BEGIN EXERCISE INPUTS

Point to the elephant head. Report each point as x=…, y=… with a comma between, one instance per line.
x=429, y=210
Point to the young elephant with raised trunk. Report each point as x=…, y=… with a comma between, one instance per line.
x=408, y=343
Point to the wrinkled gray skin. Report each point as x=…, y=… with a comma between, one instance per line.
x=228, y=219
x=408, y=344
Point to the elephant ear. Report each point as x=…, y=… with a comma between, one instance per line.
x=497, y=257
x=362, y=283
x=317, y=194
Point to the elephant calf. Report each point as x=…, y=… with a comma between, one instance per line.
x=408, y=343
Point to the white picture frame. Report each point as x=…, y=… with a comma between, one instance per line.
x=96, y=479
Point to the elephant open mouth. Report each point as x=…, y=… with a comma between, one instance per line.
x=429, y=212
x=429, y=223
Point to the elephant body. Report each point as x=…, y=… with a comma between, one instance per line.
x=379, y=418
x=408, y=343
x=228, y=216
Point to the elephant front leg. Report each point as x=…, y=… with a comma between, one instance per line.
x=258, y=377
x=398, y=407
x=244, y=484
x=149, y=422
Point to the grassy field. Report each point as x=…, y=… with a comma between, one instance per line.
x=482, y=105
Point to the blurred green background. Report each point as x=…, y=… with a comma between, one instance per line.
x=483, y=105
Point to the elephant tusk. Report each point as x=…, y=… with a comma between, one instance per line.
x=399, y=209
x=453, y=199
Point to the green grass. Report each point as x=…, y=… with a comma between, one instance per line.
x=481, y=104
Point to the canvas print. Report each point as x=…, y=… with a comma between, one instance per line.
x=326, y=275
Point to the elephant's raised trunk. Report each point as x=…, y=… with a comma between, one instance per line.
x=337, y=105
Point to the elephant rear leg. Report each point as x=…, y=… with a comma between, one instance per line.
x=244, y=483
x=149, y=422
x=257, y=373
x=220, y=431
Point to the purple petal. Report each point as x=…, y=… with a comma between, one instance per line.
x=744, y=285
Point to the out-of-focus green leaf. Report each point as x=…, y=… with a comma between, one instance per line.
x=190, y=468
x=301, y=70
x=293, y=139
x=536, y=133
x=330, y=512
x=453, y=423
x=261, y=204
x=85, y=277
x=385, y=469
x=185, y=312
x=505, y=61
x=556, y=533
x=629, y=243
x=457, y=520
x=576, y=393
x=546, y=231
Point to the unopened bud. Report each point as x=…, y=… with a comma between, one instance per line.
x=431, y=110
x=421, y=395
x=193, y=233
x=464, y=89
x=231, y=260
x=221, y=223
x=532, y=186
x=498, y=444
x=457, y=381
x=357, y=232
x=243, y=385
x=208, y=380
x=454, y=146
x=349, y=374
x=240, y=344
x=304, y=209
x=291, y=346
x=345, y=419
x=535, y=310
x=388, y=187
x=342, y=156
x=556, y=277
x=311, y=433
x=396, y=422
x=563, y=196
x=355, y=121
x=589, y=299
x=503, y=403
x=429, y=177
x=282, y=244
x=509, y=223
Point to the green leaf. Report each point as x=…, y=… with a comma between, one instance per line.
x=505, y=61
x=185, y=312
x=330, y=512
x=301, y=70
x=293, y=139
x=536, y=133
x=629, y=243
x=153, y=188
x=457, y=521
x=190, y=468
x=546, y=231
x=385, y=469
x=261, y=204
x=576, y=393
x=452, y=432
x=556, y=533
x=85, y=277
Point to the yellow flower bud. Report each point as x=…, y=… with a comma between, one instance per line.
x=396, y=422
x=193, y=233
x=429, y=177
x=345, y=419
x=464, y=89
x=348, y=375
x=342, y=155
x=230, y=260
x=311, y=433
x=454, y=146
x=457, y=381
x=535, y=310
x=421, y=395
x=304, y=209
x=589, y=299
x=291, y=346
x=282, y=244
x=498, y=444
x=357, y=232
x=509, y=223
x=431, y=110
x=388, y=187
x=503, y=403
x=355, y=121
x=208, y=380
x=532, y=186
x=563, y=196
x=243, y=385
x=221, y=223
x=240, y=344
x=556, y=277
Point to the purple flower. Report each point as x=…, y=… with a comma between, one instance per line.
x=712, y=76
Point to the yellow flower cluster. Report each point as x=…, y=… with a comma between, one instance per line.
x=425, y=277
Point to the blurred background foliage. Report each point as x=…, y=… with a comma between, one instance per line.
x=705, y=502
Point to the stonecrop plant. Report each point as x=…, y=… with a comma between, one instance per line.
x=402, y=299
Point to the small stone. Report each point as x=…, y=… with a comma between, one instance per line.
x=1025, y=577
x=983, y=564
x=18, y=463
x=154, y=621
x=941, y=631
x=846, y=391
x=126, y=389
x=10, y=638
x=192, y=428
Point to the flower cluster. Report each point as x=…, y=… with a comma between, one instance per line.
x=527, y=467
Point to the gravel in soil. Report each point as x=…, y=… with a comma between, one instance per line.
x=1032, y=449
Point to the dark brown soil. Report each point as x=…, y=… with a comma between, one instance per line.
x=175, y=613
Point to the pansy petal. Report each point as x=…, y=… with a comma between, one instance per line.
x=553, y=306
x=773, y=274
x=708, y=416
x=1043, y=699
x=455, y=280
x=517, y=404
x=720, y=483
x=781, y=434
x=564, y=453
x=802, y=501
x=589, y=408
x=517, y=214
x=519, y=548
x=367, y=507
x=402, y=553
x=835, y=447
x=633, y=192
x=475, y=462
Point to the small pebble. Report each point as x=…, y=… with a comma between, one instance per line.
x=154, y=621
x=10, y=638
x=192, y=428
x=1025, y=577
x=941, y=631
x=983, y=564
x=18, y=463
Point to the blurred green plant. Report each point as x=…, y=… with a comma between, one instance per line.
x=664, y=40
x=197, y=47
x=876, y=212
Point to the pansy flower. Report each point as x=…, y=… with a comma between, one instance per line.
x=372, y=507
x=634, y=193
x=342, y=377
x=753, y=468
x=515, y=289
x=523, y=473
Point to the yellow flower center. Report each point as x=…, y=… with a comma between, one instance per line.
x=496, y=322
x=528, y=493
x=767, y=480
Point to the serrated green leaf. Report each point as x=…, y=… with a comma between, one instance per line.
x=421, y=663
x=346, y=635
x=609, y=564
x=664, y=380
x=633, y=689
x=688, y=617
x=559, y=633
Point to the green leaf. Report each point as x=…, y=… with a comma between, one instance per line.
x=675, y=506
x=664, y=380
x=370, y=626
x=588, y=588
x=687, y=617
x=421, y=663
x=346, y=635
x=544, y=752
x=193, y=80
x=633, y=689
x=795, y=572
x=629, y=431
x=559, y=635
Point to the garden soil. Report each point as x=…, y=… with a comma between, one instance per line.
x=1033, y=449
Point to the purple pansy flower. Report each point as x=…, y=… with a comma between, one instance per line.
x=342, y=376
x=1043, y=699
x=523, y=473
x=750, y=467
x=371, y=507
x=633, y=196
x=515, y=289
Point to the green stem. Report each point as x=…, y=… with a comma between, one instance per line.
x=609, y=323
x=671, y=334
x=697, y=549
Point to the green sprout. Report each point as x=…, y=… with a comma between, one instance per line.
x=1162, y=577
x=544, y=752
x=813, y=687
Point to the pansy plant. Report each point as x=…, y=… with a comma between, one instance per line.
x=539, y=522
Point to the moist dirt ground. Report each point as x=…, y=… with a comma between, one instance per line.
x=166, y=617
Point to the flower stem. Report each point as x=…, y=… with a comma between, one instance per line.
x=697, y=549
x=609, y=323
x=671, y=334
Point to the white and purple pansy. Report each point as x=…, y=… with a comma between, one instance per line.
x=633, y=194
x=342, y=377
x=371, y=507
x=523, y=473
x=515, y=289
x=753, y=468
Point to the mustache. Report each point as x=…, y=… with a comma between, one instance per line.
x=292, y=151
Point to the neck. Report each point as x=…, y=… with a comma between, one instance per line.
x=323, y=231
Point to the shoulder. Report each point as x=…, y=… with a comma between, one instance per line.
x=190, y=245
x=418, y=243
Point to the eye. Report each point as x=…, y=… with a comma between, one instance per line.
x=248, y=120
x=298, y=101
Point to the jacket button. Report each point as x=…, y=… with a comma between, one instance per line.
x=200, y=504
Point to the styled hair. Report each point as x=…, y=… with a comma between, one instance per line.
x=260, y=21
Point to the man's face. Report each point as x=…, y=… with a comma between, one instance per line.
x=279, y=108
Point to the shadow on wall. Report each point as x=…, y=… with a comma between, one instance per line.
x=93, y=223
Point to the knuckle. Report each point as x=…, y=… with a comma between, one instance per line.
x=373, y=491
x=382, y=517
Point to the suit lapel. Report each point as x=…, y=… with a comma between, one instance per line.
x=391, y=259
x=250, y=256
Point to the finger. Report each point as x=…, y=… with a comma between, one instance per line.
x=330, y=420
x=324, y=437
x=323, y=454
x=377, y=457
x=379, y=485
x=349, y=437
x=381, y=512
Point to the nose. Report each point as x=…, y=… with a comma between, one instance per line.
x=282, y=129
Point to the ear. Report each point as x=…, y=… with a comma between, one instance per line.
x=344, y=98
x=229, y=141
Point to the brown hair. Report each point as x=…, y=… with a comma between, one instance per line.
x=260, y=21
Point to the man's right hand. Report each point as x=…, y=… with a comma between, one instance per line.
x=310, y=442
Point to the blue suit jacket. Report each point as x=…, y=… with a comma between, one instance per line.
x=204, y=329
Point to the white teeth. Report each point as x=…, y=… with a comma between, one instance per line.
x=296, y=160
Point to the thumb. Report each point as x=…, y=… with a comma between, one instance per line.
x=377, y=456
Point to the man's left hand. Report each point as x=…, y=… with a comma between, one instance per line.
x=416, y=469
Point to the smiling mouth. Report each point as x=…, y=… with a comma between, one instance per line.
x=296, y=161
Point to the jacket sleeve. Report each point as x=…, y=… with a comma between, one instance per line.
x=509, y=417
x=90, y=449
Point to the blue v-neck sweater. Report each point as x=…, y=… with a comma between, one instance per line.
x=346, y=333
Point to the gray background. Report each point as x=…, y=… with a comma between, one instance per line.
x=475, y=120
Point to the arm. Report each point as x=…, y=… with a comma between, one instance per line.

END EXERCISE INPUTS

» **TASK DETAILS**: The line containing "Point to the blue suit" marks where to begin; copy it and every later line exactly, through the end of the data.

» **SOLUTION TO THIS EXERCISE**:
Point to the blue suit jacket. Report each point as x=…, y=… with a comma between, one instance per line.
x=204, y=329
Point to the white teeth. Report each point as x=…, y=… with a comma between, one instance per line.
x=296, y=160
Point to the thumb. Report each point as x=…, y=… with a comma between, one instance per line.
x=377, y=456
Point to the man's left hand. Report each point as x=…, y=… with a comma between, one instance per line.
x=416, y=469
Point to the smiling mouth. Report each point as x=…, y=… with a comma between, one instance per line.
x=296, y=161
Point to the jacket sleeve. Report each point as x=…, y=… with a comma between, one instance per line.
x=509, y=417
x=90, y=449
Point to the blue v-neck sweater. Report each point as x=…, y=… with a comma between, one instance per line.
x=346, y=333
Point to the gray background. Report each point as x=…, y=… with a comma between, one instance per line.
x=475, y=120
Point to the arm. Report each point as x=…, y=… with a comma between, one instance per line.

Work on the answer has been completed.